◆ **Written problem 1**:
In the passage about the 2010 tax law, on what date did President Obama sign it?

───── Passage provided

On December 17, 2010, President Obama signed into law the “Tax Relief, Unemployment Insurance Reauthorization, and Job Creation Act of 2010“. Tax laws are often referred to by their acronym, but since TRUIRJCA will be difficult to recall and defies pronunciation, we’ll simply call it the “2010 Act.” This law affects nearly all taxpayers as it contains provisions that affect both income tax and estate tax.

The scope of this outline is limited to the changes in the 2010 Act that impact estate and gift taxes, and the general implications of those changes on estate planning.

We have included below a short Executive Overview of the new legislation for your quick review, as well as a more detailed Explanation and Analysis, of the law and some planning thoughts for your consideration.


Executive Overview

Changes in the Law:
Your Takeaway:

Consider a review of your estate plan soon to make sure that your planning has you properly poised to take advantage of the new exemptions, and with the higher gift tax exemption consider whether implementing a gift program may be advisable.


2010 Tax Act – Explanation and Analysis

  1. Introduction & Historical Overview.

──────────

◆ **Written problem 2**:
Report each line of the listing that contains the string "flooded".

───── Records for this task

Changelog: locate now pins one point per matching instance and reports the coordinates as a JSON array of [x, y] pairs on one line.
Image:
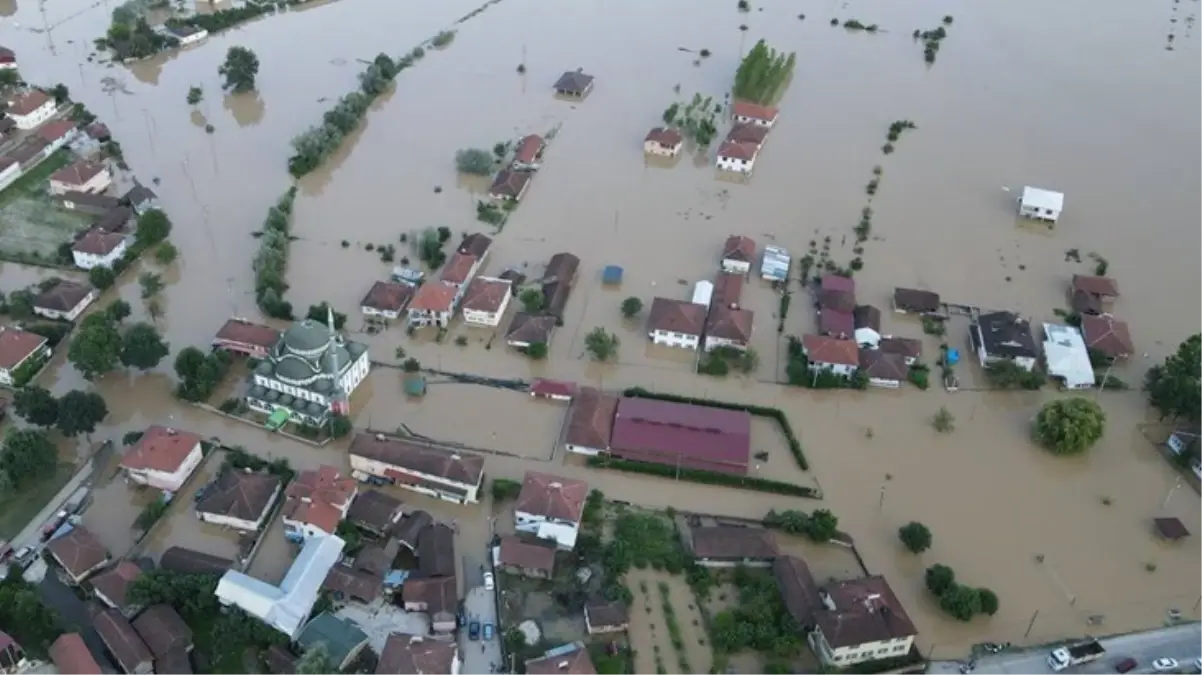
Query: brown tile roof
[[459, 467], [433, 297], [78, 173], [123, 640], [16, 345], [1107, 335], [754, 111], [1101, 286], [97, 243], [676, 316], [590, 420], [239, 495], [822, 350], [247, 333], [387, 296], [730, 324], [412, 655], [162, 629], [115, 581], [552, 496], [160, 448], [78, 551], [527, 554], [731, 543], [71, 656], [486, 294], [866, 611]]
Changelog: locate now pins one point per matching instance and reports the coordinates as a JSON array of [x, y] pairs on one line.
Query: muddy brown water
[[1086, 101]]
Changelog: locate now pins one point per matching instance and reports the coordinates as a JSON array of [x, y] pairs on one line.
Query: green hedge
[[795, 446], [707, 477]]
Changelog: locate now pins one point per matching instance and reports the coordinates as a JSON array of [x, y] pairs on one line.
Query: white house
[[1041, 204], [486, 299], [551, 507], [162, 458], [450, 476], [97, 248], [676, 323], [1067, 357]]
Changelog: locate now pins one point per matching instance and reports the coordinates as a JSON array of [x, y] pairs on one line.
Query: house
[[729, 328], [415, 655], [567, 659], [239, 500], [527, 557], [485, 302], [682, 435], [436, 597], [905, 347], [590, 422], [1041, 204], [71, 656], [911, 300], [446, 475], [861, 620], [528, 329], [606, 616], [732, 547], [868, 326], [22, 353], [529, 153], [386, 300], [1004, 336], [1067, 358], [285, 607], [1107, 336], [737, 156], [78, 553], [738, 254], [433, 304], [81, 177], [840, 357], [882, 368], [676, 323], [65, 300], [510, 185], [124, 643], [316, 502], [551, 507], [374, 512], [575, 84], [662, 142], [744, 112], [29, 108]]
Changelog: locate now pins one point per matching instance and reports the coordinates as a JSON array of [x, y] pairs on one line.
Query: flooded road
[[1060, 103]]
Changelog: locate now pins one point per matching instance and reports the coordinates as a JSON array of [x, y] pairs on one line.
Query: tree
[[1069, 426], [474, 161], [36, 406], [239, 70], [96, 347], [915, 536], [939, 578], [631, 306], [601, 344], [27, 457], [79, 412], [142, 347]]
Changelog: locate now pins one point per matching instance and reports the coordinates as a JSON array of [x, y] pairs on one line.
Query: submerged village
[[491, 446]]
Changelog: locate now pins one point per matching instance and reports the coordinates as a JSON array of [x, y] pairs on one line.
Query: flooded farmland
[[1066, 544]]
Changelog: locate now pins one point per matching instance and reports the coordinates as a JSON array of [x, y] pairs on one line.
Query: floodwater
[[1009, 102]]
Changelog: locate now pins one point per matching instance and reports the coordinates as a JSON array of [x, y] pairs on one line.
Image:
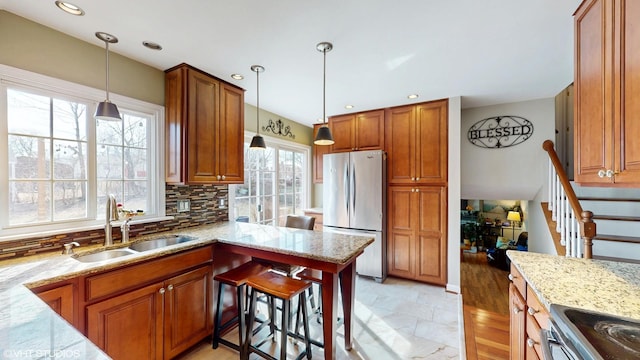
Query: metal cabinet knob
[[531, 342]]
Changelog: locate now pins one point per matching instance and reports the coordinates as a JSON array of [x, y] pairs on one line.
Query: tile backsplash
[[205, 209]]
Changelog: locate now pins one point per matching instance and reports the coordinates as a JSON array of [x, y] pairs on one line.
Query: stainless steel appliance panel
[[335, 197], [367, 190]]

──────────
───── Records for this task

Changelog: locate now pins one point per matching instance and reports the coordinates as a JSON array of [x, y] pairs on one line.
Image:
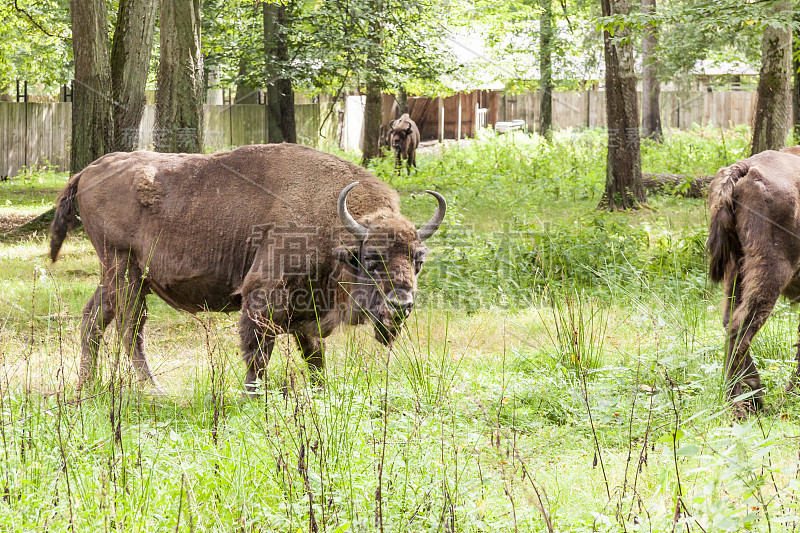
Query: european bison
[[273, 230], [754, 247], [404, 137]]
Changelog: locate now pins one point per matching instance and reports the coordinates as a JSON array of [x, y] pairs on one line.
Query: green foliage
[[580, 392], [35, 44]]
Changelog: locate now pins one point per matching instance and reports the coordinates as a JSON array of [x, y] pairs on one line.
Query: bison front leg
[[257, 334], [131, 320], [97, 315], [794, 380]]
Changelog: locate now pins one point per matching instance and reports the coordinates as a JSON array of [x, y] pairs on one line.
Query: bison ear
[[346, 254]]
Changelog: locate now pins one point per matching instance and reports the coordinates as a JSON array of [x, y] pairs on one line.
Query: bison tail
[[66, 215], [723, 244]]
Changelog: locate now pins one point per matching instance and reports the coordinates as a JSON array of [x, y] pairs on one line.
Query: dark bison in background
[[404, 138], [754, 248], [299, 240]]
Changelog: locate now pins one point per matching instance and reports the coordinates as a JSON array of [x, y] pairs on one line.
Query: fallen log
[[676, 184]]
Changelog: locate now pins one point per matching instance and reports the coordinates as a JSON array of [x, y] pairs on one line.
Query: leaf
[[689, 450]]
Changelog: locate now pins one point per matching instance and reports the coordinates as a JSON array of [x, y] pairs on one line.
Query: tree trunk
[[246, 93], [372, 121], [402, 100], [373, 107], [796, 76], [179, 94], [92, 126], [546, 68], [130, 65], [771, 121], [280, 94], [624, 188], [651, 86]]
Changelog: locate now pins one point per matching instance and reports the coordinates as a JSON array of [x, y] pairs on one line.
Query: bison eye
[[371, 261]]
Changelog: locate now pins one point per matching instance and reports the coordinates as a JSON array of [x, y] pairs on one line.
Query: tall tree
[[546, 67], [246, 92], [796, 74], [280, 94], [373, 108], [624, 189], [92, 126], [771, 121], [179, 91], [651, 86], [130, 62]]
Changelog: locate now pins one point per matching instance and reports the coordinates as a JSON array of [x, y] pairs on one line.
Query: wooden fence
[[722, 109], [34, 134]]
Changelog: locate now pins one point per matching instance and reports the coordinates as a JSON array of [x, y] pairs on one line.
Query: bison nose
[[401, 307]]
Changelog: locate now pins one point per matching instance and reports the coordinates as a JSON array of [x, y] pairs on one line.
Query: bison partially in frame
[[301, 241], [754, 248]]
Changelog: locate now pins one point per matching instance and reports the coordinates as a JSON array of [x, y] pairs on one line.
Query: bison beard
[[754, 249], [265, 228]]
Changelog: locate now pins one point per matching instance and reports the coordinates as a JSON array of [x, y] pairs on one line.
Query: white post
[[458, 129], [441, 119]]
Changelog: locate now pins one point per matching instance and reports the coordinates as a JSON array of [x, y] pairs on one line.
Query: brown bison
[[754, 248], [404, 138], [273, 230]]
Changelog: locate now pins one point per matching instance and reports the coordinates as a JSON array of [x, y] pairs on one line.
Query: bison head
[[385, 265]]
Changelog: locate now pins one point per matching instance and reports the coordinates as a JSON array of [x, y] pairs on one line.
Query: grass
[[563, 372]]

──────────

◆ **Reply 1**:
December 17, 2010.

◆ **Reply 2**:
Query: flooded road
Query: flooded farmland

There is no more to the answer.